Entries follow. Give back exactly the lines starting at the one containing "Spot the man in beige" and ending at the one containing "Spot the brown", and no other lines.

Records for processing section start

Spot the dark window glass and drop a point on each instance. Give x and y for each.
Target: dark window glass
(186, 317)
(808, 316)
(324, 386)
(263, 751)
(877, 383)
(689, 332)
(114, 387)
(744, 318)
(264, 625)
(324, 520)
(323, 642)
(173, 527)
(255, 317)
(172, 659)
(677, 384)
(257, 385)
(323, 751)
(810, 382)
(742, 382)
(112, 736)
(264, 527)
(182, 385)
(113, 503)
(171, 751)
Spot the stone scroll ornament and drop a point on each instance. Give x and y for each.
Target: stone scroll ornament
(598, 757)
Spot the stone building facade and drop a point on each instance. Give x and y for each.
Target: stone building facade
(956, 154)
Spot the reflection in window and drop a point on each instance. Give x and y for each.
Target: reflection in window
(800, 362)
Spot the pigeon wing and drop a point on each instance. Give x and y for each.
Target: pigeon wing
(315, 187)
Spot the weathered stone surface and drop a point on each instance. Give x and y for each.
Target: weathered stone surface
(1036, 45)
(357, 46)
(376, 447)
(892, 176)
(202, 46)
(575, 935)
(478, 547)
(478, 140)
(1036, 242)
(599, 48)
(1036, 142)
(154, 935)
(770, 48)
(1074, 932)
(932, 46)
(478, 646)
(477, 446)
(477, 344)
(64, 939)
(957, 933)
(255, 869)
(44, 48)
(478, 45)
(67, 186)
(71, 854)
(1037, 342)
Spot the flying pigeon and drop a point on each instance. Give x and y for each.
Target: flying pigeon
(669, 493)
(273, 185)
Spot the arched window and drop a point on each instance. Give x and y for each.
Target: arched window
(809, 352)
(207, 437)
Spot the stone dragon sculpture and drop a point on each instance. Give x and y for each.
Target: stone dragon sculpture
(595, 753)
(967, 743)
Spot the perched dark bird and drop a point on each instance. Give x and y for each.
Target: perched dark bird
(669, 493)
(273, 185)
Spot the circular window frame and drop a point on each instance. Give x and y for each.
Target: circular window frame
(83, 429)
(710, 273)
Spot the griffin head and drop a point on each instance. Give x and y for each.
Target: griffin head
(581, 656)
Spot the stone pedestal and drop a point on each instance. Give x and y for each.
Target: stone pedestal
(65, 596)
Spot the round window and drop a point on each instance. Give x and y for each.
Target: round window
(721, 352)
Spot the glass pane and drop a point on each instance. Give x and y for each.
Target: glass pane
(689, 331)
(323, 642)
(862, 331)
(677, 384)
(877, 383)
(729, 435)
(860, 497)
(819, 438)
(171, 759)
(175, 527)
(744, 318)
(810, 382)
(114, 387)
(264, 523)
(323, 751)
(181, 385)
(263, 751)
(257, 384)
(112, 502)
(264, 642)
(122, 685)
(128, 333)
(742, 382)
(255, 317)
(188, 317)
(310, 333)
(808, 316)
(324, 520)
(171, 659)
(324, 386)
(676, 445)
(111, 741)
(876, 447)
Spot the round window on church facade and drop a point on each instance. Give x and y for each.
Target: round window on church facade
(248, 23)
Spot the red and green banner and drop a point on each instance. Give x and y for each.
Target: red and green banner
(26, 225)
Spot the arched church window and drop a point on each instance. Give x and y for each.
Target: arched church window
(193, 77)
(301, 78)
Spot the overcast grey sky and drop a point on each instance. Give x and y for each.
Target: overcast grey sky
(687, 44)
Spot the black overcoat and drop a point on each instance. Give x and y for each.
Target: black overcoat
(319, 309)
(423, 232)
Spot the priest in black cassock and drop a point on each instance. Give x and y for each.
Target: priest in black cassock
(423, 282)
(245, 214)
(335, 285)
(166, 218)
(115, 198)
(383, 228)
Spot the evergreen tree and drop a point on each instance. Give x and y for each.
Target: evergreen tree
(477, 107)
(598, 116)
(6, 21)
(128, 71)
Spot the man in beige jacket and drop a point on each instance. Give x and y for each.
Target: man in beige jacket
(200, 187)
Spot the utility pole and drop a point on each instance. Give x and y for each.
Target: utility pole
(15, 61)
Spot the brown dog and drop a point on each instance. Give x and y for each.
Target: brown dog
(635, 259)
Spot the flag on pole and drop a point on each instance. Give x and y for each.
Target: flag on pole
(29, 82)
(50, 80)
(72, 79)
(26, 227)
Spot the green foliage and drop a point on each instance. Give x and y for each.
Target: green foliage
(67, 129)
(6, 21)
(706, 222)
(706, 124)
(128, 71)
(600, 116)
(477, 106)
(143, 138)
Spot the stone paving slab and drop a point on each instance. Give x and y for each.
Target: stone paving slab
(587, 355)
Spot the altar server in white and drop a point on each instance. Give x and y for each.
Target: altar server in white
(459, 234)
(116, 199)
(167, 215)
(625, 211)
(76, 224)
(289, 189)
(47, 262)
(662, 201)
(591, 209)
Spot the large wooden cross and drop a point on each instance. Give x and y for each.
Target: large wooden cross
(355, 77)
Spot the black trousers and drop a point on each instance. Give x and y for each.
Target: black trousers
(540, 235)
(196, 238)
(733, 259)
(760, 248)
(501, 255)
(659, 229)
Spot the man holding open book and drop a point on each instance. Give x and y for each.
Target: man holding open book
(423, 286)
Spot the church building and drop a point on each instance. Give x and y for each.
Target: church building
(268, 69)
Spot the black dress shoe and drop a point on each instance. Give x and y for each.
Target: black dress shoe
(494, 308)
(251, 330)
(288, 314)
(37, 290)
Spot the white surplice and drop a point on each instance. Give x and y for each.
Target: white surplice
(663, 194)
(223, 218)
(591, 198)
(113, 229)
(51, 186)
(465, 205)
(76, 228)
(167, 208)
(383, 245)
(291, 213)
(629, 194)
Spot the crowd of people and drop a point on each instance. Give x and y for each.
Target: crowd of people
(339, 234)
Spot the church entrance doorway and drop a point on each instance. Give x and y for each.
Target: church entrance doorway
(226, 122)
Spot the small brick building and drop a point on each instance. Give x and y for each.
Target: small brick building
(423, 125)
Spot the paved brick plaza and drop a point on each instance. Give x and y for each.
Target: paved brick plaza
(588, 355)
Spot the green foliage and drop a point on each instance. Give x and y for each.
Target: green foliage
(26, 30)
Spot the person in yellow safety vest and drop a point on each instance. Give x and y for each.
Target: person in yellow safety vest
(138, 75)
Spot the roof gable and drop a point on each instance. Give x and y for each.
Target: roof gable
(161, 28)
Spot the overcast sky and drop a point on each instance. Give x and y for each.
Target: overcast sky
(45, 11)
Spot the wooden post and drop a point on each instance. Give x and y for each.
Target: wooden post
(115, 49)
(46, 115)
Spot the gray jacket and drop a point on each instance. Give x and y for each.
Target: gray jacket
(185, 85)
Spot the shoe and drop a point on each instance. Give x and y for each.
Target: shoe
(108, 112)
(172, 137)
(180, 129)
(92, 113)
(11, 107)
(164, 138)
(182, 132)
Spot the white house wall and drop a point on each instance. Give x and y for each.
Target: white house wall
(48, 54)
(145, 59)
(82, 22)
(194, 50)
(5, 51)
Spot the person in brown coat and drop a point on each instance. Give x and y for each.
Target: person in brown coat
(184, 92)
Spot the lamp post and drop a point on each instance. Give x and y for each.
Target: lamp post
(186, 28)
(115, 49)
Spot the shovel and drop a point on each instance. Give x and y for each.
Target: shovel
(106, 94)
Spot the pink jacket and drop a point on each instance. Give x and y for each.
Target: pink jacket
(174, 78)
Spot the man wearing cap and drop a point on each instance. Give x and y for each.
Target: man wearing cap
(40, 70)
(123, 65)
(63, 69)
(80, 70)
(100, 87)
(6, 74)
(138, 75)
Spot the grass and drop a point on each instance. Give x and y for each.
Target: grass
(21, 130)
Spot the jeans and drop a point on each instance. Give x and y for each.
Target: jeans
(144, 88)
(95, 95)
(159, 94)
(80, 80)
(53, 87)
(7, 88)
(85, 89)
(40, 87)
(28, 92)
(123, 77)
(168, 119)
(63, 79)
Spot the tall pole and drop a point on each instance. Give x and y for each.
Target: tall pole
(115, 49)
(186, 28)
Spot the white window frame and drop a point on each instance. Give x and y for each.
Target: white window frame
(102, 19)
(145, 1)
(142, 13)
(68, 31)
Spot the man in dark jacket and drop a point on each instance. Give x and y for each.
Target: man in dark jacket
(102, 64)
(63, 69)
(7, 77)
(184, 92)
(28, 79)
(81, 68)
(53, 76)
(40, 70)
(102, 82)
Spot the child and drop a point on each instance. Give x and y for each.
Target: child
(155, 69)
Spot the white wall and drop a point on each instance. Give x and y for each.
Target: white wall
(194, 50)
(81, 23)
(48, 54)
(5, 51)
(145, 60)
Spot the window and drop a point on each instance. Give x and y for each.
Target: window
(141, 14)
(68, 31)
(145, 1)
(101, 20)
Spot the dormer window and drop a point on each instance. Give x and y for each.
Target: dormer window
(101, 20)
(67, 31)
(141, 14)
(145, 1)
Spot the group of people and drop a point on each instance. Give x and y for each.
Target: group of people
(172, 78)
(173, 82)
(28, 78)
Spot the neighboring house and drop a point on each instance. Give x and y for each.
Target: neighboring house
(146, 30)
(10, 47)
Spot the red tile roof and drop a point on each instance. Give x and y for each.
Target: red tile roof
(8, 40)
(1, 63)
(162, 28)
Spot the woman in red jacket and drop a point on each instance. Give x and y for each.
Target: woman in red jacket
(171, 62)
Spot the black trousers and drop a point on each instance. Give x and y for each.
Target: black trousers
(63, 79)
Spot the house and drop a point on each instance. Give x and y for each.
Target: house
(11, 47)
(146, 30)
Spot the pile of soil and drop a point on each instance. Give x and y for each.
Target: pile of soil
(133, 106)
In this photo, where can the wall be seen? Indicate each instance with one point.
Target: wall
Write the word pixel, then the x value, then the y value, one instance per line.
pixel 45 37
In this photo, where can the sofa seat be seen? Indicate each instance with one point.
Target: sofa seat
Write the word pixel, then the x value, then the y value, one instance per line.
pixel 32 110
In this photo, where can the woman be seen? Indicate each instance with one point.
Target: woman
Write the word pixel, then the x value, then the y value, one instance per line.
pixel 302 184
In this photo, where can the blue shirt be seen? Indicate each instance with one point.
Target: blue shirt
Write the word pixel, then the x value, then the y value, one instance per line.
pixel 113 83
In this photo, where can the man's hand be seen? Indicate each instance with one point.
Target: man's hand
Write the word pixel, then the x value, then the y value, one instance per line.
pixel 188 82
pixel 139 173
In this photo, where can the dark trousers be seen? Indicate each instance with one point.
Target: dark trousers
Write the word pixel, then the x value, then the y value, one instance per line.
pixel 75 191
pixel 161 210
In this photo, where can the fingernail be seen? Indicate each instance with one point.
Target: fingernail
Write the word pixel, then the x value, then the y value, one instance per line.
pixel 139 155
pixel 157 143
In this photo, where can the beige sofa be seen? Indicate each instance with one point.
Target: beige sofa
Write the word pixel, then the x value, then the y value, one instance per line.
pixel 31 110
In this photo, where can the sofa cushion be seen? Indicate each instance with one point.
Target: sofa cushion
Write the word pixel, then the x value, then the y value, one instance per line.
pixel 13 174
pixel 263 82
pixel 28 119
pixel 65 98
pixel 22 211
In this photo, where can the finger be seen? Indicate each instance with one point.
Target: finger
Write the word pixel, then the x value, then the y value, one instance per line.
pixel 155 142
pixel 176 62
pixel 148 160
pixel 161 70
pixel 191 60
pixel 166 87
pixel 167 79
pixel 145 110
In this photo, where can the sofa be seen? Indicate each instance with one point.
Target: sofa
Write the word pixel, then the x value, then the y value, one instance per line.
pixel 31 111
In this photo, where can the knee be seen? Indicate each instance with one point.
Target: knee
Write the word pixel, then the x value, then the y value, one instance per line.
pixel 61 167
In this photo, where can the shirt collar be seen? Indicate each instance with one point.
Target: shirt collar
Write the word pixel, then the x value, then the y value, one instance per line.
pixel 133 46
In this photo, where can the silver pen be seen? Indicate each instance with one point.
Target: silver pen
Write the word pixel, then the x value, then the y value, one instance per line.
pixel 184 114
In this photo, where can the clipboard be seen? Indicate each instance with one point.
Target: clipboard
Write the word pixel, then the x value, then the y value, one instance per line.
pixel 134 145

Records for processing section end

Result of the task:
Spot the man in beige jacket and drop a point on each instance. Give x and y for each.
Target: man in beige jacket
(200, 187)
Spot the utility pole and drop a point on each instance. Give x and y for each.
Target: utility pole
(15, 61)
Spot the brown dog and drop a point on each instance. Give x and y for each.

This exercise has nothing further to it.